▼

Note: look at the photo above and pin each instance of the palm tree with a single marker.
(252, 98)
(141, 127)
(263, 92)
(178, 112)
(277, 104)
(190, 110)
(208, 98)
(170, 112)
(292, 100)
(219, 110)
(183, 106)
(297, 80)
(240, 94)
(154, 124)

▲

- [STATED TASK] Output all preceding records character for character.

- [RESULT]
Note: look at the photo above and pin each instance of the palm tree with a single marker.
(252, 98)
(141, 127)
(263, 92)
(178, 112)
(277, 104)
(190, 110)
(208, 98)
(170, 112)
(292, 100)
(219, 110)
(183, 106)
(297, 80)
(240, 94)
(154, 124)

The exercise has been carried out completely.